(PROBLEMS TO SOLVE)
a: In the Weekly Edge blurb, how much value is Tesla said to have lost?
b: Reproduce the Weekly Edge blurb word for word, from "Rich and Al aren’t" down to "without a playbook.".

(EXCERPTED PASSAGE)
Stay informed. Stay ahead. The Weekly Edge is your essential guide to navigating the fixed income landscape. Let’s keep moving forward, together.

Read All About It: This week on The Weekly Edge, Rich and Al pull back the curtain on a world being rapidly reshaped—where commodities become weapons, infrastructure hides vulnerabilities, and political drama is market risk.
The U.S.–China trade war just escalated—again. With propane tariffs and ethane bans, critical supply chains are now collateral damage in a full-blown commodities cold war. Meanwhile, suspicions over Chinese-made solar inverters raise alarming questions about energy security and grid control.
And over in China? Deflation is deepening. A brutal EV price war is gutting margins, exposing the limits of industrial policy, and flooding the world with cheap exports. It's not just a domestic slowdown—it’s a global signal.
Back in the U.S., Elon Musk’s public feud with Trump is more than tabloid fodder—it’s a case study in reputational risk bleeding into equity markets. Tesla’s $150B value wipe shows how fragile confidence has become at the intersection of tech, politics, and capital.
Rich and Al aren’t calling this a cycle. They’re calling it what it is: a structural shift toward fragmentation, friction, and volatility without a playbook.
The world isn’t pivoting. It’s splintering. And staying ahead means reading the rewiring in real time.

(Image box annotation records)
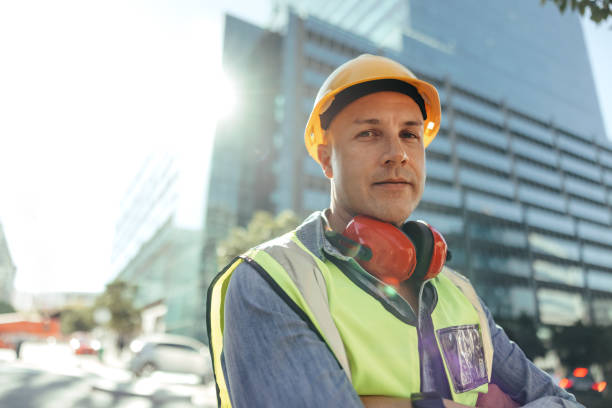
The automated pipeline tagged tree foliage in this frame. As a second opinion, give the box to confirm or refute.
[495,314,546,360]
[60,306,96,334]
[0,300,15,313]
[540,0,612,24]
[95,280,141,337]
[217,211,299,265]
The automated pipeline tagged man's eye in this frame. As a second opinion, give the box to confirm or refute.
[400,132,419,139]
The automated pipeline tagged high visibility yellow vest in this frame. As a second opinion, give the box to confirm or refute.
[207,232,493,407]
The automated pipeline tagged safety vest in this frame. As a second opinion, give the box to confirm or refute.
[207,231,493,407]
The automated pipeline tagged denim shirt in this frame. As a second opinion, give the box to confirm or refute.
[222,212,583,408]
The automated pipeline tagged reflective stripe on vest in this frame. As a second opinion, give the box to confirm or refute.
[207,232,492,407]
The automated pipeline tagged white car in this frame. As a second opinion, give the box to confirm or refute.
[130,334,213,383]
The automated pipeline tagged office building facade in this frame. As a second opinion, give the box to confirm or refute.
[0,224,17,303]
[203,1,612,325]
[112,154,205,340]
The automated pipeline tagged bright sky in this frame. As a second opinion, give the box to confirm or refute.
[0,0,612,293]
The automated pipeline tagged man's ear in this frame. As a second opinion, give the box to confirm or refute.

(RESULTS OF THE EXERCISE)
a: $150B

b:
Rich and Al aren’t calling this a cycle. They’re calling it what it is: a structural shift toward fragmentation, friction, and volatility without a playbook.